While the law's unwieldiness prompted criticism, the appearance of class favoritism stirred more serious discontent. The most controversial provision exempted the owner or overseer on plantations with twenty or more slaves. Soon derisively dubbed the "twenty nigger law," this measure was a response to numerous pleas from plantation owners, governors, and frightened citizens. Yet here and in later conscription laws, Congress and the Davis administration also sought to adjust the demands placed on various social classes to minimize class conflict.

Along with conscription, the suspension of the writ of habeas corpus marked a great expansion of government power over the lives of citizens. Patriotic enthusiasm quickly bred intolerance for dissent; political opposition was too readily seen as disloyalty. Worries about internal divisions, and especially about "spies" and "traitors," led Congress on February 27, 1862, to authorize the President to suspend the writ of habeas corpus in areas of the Confederacy threatened by enemy invasion. With McClellan's army on the Peninsula, Davis immediately suspended the writ in Richmond, Petersburg, and several Virginia towns. In the next few months, he added counties in western Virginia and East Tennessee along with coastal districts in South Carolina. These actions were primarily aimed at men using every legal trick to avoid conscription, though many ardent Confederates hesitated to support blanket declarations of martial law. The Confederate Senate easily passed a resolution declaring that "martial law is unknown to the Constitution." In a general order issued on September 12, 1862, Jefferson Davis voided all proclamations of martial law made by Confederate generals. The President balked at broad constitutional construction on this question and always requested congressional authorization to suspend the writ, and generally this was in specific geographical areas for limited periods of time. Unlike Federal authorities, Confederate officials did not suppress publication of newspapers. The President was well aware of how sensitive Southerners would react to encroachments on traditional liberties. He refused to suspend the writ throughout the Confederacy, carefully weighing the claims of military necessity and political expediency.

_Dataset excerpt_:
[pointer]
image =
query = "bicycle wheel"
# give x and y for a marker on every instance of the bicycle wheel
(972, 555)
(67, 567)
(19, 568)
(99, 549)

_WHAT YOU NEED TO DO_:
1. Decide whether each statement agrees with the passage on Confederate conscription and habeas corpus, answering yes or no and quoting the deciding words: (a) Congress authorized the President to suspend the writ of habeas corpus on February 27, 1862. (b) Confederate officials suppressed the publication of newspapers. (c) Davis suspended the writ throughout the Confederacy.
2. Answer these questions from the passage on Confederate conscription and habeas corpus:
(a) How many slaves did a plantation need for its owner or overseer to be exempted?
(b) On what date did Jefferson Davis issue the general order voiding martial law proclamations by Confederate generals?
(c) What did the Confederate Senate's resolution declare?

_SET OF ANSWERS_:
1.
(a) Yes: "led Congress on February 27, 1862, to authorize the President to suspend the writ of habeas corpus"
(b) No: "Unlike Federal authorities, Confederate officials did not suppress publication of newspapers."
(c) No: "He refused to suspend the writ throughout the Confederacy"

2.
(a) Twenty or more
(b) September 12, 1862
(c) That "martial law is unknown to the Constitution."